--- Work to be completed ---
Look through the data below. Collect every line where the word "leaf" occurs.

____

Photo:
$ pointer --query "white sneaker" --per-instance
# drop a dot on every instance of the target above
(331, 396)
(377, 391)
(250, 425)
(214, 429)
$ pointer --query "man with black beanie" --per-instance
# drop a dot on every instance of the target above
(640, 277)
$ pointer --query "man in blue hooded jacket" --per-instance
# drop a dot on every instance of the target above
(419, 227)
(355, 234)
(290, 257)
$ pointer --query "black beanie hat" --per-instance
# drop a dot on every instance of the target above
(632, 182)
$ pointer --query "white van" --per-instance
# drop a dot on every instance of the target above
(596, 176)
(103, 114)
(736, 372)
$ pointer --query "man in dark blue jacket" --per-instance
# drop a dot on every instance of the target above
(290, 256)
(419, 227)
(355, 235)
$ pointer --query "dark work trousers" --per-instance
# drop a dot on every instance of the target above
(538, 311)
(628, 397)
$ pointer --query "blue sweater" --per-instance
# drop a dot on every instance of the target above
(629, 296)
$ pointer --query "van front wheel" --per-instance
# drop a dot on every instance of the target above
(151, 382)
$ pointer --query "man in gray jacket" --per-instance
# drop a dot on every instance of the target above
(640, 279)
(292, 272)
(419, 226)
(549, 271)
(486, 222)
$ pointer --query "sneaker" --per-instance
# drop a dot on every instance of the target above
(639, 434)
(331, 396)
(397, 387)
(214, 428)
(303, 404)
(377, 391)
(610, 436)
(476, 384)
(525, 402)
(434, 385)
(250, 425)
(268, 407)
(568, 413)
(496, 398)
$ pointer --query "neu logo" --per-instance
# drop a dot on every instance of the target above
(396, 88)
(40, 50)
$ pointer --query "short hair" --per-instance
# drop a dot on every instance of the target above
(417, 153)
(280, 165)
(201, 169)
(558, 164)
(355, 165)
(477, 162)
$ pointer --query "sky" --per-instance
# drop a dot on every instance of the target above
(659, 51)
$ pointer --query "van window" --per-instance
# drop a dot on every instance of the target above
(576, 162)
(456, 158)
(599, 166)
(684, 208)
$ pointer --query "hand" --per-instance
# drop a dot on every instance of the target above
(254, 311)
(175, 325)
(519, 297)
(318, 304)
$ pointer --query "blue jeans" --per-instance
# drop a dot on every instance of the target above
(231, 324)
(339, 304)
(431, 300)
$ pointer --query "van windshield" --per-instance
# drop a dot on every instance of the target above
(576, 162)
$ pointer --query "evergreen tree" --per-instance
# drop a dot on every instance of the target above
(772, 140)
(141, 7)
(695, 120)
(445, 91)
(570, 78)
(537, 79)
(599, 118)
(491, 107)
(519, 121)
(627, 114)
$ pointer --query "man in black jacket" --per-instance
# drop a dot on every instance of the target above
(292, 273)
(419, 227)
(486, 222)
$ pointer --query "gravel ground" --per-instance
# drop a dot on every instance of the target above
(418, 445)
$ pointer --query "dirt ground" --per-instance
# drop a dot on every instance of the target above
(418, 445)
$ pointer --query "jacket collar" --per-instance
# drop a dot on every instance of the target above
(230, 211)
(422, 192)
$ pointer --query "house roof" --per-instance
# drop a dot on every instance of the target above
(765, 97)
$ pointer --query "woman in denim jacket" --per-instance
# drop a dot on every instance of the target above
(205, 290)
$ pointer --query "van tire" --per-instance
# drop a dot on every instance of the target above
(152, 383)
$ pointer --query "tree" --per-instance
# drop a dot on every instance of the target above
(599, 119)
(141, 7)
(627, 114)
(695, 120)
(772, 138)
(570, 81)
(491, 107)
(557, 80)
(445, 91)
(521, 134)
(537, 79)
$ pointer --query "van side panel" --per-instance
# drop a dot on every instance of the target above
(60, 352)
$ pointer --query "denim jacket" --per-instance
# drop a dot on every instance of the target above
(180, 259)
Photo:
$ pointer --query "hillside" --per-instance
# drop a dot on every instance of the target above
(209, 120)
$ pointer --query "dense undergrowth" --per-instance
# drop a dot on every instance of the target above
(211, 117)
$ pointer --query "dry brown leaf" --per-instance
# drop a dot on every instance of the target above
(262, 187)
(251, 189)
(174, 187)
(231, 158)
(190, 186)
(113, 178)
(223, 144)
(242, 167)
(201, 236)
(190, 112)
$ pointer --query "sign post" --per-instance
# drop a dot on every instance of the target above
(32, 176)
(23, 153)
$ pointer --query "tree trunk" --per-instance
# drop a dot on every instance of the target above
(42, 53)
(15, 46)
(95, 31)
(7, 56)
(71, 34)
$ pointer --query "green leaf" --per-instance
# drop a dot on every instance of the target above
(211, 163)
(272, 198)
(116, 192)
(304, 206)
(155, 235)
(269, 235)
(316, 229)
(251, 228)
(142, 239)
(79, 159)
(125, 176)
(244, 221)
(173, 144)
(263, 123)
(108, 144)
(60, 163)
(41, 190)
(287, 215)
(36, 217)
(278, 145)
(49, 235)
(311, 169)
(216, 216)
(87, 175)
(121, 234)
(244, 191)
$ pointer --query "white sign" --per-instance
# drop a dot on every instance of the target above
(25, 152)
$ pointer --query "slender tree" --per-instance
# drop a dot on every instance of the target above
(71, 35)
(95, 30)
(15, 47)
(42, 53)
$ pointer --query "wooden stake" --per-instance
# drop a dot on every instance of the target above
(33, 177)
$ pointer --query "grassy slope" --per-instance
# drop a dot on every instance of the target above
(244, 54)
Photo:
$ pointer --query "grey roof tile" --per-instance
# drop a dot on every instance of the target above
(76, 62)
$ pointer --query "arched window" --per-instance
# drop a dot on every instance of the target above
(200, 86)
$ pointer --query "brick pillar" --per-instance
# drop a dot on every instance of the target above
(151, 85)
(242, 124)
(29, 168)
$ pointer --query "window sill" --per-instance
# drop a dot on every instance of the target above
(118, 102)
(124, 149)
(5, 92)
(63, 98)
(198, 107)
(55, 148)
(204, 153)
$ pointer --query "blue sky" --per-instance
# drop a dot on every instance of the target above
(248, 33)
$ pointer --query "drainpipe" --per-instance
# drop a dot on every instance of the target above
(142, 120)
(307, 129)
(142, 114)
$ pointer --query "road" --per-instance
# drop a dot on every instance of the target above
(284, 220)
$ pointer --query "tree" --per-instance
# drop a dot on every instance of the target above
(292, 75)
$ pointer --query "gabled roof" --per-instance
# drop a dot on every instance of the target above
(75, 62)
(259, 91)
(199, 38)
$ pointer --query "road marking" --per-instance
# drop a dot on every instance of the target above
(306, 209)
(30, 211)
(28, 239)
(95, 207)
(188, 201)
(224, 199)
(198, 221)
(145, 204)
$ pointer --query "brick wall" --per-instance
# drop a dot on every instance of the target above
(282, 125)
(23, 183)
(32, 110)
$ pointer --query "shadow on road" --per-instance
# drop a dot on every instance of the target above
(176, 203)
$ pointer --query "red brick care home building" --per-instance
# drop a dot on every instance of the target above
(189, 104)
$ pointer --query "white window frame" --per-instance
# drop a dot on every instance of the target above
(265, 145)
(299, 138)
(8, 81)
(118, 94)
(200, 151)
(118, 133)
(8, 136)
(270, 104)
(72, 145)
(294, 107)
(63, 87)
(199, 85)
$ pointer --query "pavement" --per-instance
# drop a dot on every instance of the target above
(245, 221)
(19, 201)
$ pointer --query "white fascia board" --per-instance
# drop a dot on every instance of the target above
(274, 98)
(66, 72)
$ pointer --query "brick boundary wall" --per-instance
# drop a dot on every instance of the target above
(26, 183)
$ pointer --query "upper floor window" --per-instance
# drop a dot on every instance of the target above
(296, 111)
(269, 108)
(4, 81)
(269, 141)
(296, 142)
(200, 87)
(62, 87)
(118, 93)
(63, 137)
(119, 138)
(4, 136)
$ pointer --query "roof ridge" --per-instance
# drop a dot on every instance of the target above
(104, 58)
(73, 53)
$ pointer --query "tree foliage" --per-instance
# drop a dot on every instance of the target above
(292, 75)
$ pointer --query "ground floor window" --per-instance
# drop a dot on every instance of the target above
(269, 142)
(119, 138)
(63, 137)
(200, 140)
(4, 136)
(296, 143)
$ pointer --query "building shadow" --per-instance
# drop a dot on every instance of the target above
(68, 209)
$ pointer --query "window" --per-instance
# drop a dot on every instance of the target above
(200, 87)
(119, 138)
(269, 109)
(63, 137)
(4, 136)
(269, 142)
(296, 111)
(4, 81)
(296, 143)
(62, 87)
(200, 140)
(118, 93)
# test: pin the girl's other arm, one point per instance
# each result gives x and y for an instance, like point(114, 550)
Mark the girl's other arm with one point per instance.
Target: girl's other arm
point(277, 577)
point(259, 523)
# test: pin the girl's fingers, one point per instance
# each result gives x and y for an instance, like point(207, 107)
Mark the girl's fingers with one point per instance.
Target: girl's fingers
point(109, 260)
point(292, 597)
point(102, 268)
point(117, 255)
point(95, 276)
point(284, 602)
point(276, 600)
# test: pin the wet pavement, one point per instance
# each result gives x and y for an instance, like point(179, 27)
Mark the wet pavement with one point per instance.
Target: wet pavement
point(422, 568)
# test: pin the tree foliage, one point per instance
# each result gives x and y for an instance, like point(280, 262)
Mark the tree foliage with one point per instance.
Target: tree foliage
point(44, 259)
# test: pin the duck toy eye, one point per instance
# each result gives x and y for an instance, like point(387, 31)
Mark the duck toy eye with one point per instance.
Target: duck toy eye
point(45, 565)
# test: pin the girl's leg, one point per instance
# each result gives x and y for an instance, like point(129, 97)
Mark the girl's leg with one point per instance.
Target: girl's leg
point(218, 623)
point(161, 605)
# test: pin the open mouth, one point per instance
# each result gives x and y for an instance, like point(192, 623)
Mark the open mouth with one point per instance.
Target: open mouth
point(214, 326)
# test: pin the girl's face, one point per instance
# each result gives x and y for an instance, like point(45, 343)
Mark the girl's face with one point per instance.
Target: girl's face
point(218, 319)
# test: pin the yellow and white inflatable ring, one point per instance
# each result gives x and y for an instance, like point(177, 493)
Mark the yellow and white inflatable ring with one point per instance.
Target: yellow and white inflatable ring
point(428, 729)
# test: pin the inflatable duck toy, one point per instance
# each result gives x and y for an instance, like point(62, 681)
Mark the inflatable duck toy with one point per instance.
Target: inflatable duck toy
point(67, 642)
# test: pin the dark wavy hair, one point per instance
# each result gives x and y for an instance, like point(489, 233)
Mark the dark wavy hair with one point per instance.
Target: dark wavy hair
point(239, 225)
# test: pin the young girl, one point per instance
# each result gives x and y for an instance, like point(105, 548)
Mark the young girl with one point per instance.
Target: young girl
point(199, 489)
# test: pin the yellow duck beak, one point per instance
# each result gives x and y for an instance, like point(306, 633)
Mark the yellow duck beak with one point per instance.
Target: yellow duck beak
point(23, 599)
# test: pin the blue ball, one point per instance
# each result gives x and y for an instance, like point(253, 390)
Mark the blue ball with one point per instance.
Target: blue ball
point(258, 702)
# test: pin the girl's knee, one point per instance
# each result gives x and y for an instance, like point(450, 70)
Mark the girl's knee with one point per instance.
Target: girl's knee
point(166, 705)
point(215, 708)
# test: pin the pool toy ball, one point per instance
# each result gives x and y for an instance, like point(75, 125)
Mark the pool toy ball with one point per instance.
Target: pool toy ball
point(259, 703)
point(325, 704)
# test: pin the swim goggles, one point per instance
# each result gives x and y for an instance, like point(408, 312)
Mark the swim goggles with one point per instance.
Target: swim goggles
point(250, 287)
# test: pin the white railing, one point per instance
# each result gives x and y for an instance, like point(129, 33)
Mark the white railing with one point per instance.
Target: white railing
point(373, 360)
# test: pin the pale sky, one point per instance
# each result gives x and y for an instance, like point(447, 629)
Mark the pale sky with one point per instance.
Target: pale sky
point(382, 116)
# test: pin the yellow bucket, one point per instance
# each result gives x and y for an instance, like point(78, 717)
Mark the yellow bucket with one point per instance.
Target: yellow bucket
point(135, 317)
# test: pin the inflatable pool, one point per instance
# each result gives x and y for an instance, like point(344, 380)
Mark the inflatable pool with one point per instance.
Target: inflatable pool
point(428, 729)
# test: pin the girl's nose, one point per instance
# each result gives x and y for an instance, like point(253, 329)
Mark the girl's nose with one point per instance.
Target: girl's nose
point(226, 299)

____

--- Response to the task ---
$ pointer --query "dry brown leaf" --per-instance
$ pointer --query "green leaf" --per-instance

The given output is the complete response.